● What is required
Take every line from the material that has the word "person" in it.

● Data for analysis
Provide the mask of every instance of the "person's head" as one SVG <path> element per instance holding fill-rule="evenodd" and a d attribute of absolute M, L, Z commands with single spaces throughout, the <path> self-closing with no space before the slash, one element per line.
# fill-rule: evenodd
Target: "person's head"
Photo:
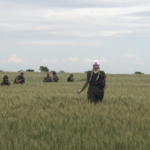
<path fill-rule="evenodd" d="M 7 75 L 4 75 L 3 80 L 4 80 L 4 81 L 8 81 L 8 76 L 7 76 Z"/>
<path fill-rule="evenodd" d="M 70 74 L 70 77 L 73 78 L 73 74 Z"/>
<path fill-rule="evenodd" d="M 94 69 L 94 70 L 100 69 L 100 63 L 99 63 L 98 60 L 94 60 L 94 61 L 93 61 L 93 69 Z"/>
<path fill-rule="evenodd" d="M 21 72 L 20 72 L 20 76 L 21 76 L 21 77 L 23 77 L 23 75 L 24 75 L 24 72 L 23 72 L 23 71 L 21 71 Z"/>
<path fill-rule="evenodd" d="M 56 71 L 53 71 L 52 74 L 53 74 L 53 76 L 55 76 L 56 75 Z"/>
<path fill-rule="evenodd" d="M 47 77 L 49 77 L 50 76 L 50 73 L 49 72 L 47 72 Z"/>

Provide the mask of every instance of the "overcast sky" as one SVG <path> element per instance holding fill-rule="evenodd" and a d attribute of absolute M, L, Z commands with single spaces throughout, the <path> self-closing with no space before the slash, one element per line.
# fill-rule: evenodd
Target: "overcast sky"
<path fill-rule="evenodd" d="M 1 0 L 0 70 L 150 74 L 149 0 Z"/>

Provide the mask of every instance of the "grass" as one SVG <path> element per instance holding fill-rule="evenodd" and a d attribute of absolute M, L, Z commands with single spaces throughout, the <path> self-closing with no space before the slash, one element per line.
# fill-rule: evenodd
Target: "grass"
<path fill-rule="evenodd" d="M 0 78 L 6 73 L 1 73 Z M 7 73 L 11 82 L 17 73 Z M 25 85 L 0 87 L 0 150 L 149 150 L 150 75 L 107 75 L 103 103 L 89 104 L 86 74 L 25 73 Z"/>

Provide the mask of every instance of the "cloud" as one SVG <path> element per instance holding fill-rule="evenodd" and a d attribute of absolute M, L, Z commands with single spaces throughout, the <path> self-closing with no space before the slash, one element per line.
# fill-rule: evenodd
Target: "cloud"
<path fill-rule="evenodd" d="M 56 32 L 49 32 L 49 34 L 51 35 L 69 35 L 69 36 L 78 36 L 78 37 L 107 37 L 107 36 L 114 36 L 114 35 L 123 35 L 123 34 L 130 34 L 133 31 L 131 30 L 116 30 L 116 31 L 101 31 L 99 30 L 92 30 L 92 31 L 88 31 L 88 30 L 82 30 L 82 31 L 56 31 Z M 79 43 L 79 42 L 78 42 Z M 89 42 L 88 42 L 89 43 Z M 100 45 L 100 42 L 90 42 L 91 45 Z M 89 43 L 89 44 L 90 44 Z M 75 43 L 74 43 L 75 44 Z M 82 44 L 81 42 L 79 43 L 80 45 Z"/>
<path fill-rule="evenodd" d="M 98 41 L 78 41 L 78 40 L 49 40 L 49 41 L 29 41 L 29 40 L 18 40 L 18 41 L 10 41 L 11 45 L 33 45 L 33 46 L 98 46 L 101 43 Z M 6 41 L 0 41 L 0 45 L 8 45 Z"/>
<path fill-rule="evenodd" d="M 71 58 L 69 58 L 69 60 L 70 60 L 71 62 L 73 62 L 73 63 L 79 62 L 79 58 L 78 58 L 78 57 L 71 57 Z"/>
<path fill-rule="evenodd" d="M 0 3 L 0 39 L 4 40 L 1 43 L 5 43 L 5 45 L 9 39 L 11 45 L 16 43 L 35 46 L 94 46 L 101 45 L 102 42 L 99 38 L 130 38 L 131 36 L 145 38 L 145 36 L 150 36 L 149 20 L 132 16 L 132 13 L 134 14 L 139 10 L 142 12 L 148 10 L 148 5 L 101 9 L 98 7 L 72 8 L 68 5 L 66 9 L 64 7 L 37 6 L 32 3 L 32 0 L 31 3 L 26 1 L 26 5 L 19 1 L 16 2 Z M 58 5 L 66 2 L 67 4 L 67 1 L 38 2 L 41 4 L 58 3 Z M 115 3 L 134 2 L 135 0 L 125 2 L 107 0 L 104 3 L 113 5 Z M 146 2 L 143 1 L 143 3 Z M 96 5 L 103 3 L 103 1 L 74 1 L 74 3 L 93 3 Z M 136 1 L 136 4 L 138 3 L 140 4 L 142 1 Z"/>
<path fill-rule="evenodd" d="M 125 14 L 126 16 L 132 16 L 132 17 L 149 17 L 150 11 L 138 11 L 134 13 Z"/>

● Output for this exercise
Provide the mask of every instance of the "person's head" as one SVG <path> element per instance holding fill-rule="evenodd" and a d attribute of absolute M, L, Z commands with single spaces throughout, the <path> self-closing with no space before the slash, one element per line.
Target: "person's head"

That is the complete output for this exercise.